* [Aim of the exercise]
Translate into Spanish this sentence from the Fedora GSoC ideas page below: "Ideas are subject to change as additional mentors are onboarded."

* [Excerpt]
....
Fedora is applying to be a GSoC mentoring organization.

If you are a student looking forward to participating in Google Summer of Code with Fedora, please feel free to browse this idea list. There may be additional ideas added during the application period.

Now please go read the What Can I do Today section of the main page. This has the answers to your questions and tells you how to apply

Do not hesitate to contact the mentors or contributors listed on this page for any questions or clarification. You can find helpful people on the IRC channel, or use the mailing list. can be used for getting help with programming problems.

Supporting Mentors

The following contributors are available to provide general help and support for the GSoC program If a specific project mentor is busy, you can contact one of the people below for short-term help on your project or task. add yourselves and your wiki page).

  • Sumantro Mukherjee (General development, general Linux,Fedora community, GSoC alumnus, questions about program, misc. advice)

  • Fernando F. Mancera (GSoC, general linux,Fedora community, Mentoring, Networking)

Idea list

Ideas are subject to change as additional mentors are onboarded.

AI-Powered Log Triage and Security Alert Aggregator for Fedora

  • Difficulty : Easy

  • Type : 1 person full time 350hrs (12 weeks)

  • Technology : python, bash, scikit-learn, pytorch, tensorflow, security, AI, LLMs

  • Mentor : Huzaifa Sidhpurwala

  • Email : huzaifas@redhat.com

Description

This project aims to automatically parse, classify, and prioritize security-related logs on a Fedora system. The tool will aggregate logs from multiple sources (e.g., SELinux, systemd journal, audit logs) and apply basic machine learning (ML) or natural language processing (NLP) techniques to identify and prioritize potential security events. It will help administrators quickly spot critical alerts while reducing noise from routine messages.
....
* [Data listing]

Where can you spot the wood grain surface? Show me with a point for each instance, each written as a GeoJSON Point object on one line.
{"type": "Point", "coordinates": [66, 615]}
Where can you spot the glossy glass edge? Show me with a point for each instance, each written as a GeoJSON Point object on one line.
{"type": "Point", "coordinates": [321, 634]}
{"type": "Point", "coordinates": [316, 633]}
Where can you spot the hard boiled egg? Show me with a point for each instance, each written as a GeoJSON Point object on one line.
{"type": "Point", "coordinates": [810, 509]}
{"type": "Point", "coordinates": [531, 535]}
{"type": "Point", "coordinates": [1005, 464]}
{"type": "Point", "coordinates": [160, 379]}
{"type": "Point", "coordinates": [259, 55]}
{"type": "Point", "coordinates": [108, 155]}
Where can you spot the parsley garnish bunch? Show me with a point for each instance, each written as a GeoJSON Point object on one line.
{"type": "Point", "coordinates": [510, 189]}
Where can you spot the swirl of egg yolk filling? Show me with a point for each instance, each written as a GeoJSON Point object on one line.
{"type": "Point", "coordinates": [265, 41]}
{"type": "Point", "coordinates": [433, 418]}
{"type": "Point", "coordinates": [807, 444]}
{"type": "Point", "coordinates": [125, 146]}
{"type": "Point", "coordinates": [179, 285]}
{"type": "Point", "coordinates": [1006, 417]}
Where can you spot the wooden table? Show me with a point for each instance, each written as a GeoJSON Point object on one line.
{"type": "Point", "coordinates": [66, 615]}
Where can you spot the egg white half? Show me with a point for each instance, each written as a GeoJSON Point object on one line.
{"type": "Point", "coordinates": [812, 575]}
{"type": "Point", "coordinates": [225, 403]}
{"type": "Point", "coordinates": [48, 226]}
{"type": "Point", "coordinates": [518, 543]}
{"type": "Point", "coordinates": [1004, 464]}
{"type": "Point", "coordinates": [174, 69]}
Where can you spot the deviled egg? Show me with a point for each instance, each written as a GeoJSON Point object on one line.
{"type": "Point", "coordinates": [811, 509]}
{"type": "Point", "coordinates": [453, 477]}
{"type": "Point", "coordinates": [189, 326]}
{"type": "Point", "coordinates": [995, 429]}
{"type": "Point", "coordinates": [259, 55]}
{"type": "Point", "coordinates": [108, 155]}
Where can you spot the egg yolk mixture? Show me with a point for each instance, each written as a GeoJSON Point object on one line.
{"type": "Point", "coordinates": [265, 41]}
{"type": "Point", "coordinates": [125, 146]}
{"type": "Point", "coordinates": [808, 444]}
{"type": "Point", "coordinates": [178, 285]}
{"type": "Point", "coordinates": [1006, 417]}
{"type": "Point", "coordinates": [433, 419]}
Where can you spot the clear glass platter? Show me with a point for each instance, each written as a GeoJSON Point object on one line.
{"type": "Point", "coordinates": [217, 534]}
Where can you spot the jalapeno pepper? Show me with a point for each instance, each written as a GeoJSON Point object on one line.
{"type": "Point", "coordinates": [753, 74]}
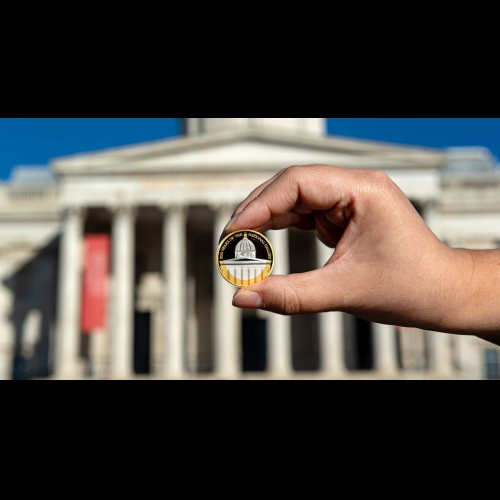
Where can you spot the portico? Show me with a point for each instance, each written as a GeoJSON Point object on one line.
{"type": "Point", "coordinates": [164, 206]}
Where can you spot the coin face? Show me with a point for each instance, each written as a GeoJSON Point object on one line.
{"type": "Point", "coordinates": [245, 258]}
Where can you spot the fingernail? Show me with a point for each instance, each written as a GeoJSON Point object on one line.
{"type": "Point", "coordinates": [248, 300]}
{"type": "Point", "coordinates": [228, 228]}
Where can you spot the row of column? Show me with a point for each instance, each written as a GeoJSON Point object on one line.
{"type": "Point", "coordinates": [227, 319]}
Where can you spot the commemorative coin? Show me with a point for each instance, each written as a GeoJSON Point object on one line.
{"type": "Point", "coordinates": [245, 258]}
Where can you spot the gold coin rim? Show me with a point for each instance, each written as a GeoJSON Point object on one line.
{"type": "Point", "coordinates": [228, 236]}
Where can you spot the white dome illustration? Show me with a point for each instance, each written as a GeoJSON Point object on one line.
{"type": "Point", "coordinates": [245, 249]}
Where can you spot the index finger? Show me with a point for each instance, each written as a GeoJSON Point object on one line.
{"type": "Point", "coordinates": [312, 187]}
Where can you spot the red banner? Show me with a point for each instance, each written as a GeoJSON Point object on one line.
{"type": "Point", "coordinates": [95, 282]}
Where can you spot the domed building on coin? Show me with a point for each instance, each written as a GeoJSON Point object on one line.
{"type": "Point", "coordinates": [245, 269]}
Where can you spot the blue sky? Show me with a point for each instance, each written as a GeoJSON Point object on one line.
{"type": "Point", "coordinates": [33, 141]}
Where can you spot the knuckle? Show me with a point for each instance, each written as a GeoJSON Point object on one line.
{"type": "Point", "coordinates": [290, 302]}
{"type": "Point", "coordinates": [379, 177]}
{"type": "Point", "coordinates": [293, 171]}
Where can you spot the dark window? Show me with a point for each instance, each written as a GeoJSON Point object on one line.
{"type": "Point", "coordinates": [492, 365]}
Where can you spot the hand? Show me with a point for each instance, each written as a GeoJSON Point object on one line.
{"type": "Point", "coordinates": [388, 266]}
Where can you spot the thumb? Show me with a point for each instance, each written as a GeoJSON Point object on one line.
{"type": "Point", "coordinates": [306, 293]}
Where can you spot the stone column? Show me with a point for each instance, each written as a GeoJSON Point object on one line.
{"type": "Point", "coordinates": [122, 326]}
{"type": "Point", "coordinates": [331, 328]}
{"type": "Point", "coordinates": [67, 361]}
{"type": "Point", "coordinates": [386, 357]}
{"type": "Point", "coordinates": [441, 364]}
{"type": "Point", "coordinates": [279, 328]}
{"type": "Point", "coordinates": [227, 319]}
{"type": "Point", "coordinates": [6, 329]}
{"type": "Point", "coordinates": [174, 266]}
{"type": "Point", "coordinates": [466, 357]}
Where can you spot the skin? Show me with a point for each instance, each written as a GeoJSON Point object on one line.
{"type": "Point", "coordinates": [388, 266]}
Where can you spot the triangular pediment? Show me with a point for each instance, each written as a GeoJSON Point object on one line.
{"type": "Point", "coordinates": [240, 151]}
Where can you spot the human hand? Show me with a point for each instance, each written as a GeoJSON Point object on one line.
{"type": "Point", "coordinates": [388, 266]}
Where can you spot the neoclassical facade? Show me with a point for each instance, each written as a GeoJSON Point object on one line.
{"type": "Point", "coordinates": [164, 205]}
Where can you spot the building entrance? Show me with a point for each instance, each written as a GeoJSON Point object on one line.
{"type": "Point", "coordinates": [364, 344]}
{"type": "Point", "coordinates": [254, 343]}
{"type": "Point", "coordinates": [142, 343]}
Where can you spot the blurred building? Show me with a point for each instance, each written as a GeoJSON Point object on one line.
{"type": "Point", "coordinates": [159, 208]}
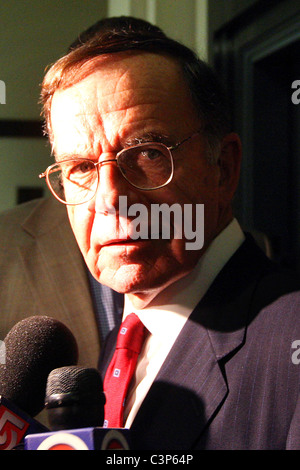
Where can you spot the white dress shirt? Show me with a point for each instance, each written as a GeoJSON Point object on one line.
{"type": "Point", "coordinates": [176, 303]}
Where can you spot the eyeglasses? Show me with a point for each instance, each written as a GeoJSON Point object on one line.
{"type": "Point", "coordinates": [146, 166]}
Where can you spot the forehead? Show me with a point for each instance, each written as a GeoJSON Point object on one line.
{"type": "Point", "coordinates": [124, 91]}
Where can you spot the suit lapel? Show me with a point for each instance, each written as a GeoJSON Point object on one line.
{"type": "Point", "coordinates": [191, 385]}
{"type": "Point", "coordinates": [57, 277]}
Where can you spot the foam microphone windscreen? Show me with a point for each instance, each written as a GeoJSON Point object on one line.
{"type": "Point", "coordinates": [34, 347]}
{"type": "Point", "coordinates": [74, 398]}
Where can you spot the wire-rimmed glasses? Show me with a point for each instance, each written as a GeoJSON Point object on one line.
{"type": "Point", "coordinates": [147, 166]}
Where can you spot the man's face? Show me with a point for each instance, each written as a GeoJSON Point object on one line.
{"type": "Point", "coordinates": [130, 99]}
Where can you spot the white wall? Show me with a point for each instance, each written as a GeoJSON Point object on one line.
{"type": "Point", "coordinates": [34, 33]}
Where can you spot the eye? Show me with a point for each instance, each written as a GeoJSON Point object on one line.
{"type": "Point", "coordinates": [151, 153]}
{"type": "Point", "coordinates": [82, 167]}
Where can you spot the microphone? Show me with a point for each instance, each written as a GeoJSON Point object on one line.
{"type": "Point", "coordinates": [75, 403]}
{"type": "Point", "coordinates": [74, 398]}
{"type": "Point", "coordinates": [33, 347]}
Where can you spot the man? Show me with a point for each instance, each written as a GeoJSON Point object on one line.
{"type": "Point", "coordinates": [43, 272]}
{"type": "Point", "coordinates": [134, 116]}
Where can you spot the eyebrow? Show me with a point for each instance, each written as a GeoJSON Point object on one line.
{"type": "Point", "coordinates": [143, 139]}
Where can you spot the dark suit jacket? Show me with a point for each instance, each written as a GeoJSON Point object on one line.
{"type": "Point", "coordinates": [229, 381]}
{"type": "Point", "coordinates": [42, 272]}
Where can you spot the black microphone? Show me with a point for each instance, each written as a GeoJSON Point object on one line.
{"type": "Point", "coordinates": [75, 404]}
{"type": "Point", "coordinates": [74, 398]}
{"type": "Point", "coordinates": [33, 347]}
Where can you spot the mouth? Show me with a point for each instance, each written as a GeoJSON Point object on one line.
{"type": "Point", "coordinates": [123, 241]}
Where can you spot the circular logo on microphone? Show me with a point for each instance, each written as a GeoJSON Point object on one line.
{"type": "Point", "coordinates": [114, 440]}
{"type": "Point", "coordinates": [63, 441]}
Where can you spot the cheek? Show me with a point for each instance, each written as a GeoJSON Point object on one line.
{"type": "Point", "coordinates": [81, 223]}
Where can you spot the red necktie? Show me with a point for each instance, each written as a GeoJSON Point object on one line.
{"type": "Point", "coordinates": [121, 369]}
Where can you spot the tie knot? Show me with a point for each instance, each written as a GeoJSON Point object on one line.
{"type": "Point", "coordinates": [131, 334]}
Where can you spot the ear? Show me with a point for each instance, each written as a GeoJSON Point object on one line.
{"type": "Point", "coordinates": [230, 164]}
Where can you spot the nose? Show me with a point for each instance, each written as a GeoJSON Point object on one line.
{"type": "Point", "coordinates": [111, 185]}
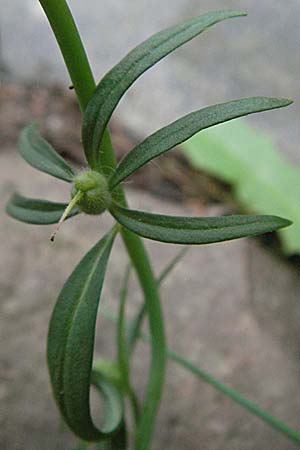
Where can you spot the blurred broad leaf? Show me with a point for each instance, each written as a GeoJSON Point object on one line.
{"type": "Point", "coordinates": [249, 160]}
{"type": "Point", "coordinates": [182, 129]}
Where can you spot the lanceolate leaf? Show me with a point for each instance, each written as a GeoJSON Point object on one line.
{"type": "Point", "coordinates": [36, 211]}
{"type": "Point", "coordinates": [39, 154]}
{"type": "Point", "coordinates": [262, 180]}
{"type": "Point", "coordinates": [184, 128]}
{"type": "Point", "coordinates": [195, 230]}
{"type": "Point", "coordinates": [116, 82]}
{"type": "Point", "coordinates": [71, 344]}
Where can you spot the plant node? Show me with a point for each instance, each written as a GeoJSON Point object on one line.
{"type": "Point", "coordinates": [95, 198]}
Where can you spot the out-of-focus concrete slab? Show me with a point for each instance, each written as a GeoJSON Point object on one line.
{"type": "Point", "coordinates": [231, 308]}
{"type": "Point", "coordinates": [258, 55]}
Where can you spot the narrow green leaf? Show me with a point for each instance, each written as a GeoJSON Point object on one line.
{"type": "Point", "coordinates": [71, 345]}
{"type": "Point", "coordinates": [41, 155]}
{"type": "Point", "coordinates": [292, 434]}
{"type": "Point", "coordinates": [135, 326]}
{"type": "Point", "coordinates": [184, 128]}
{"type": "Point", "coordinates": [262, 180]}
{"type": "Point", "coordinates": [36, 211]}
{"type": "Point", "coordinates": [195, 230]}
{"type": "Point", "coordinates": [116, 82]}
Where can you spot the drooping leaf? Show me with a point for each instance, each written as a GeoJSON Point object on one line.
{"type": "Point", "coordinates": [116, 82]}
{"type": "Point", "coordinates": [182, 129]}
{"type": "Point", "coordinates": [71, 344]}
{"type": "Point", "coordinates": [41, 155]}
{"type": "Point", "coordinates": [262, 181]}
{"type": "Point", "coordinates": [36, 211]}
{"type": "Point", "coordinates": [195, 230]}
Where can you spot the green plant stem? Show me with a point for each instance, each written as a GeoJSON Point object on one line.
{"type": "Point", "coordinates": [68, 39]}
{"type": "Point", "coordinates": [277, 424]}
{"type": "Point", "coordinates": [123, 360]}
{"type": "Point", "coordinates": [148, 283]}
{"type": "Point", "coordinates": [136, 324]}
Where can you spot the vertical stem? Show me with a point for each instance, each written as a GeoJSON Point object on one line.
{"type": "Point", "coordinates": [68, 39]}
{"type": "Point", "coordinates": [148, 283]}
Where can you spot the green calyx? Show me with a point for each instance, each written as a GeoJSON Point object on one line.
{"type": "Point", "coordinates": [95, 196]}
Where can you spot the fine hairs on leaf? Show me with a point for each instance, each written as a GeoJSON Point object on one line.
{"type": "Point", "coordinates": [39, 154]}
{"type": "Point", "coordinates": [96, 189]}
{"type": "Point", "coordinates": [115, 83]}
{"type": "Point", "coordinates": [71, 344]}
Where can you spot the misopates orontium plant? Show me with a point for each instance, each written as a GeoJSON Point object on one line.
{"type": "Point", "coordinates": [98, 189]}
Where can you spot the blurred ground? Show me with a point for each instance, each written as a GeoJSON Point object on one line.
{"type": "Point", "coordinates": [232, 308]}
{"type": "Point", "coordinates": [239, 320]}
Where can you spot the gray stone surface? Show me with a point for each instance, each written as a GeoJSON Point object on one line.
{"type": "Point", "coordinates": [243, 57]}
{"type": "Point", "coordinates": [231, 308]}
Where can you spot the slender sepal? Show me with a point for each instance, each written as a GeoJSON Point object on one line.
{"type": "Point", "coordinates": [36, 211]}
{"type": "Point", "coordinates": [116, 82]}
{"type": "Point", "coordinates": [184, 128]}
{"type": "Point", "coordinates": [71, 346]}
{"type": "Point", "coordinates": [41, 155]}
{"type": "Point", "coordinates": [195, 230]}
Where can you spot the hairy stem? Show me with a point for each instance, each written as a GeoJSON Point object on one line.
{"type": "Point", "coordinates": [68, 39]}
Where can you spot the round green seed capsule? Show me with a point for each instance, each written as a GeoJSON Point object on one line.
{"type": "Point", "coordinates": [95, 198]}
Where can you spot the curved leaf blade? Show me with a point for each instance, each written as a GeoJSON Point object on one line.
{"type": "Point", "coordinates": [71, 343]}
{"type": "Point", "coordinates": [36, 211]}
{"type": "Point", "coordinates": [182, 129]}
{"type": "Point", "coordinates": [195, 230]}
{"type": "Point", "coordinates": [118, 80]}
{"type": "Point", "coordinates": [41, 155]}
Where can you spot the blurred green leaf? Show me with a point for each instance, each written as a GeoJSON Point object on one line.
{"type": "Point", "coordinates": [36, 211]}
{"type": "Point", "coordinates": [195, 230]}
{"type": "Point", "coordinates": [249, 160]}
{"type": "Point", "coordinates": [71, 346]}
{"type": "Point", "coordinates": [182, 129]}
{"type": "Point", "coordinates": [116, 82]}
{"type": "Point", "coordinates": [41, 155]}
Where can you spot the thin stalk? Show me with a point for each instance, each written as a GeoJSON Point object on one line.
....
* [Written solution]
Las ideas están sujetas a cambios a medida que se incorporen más mentores.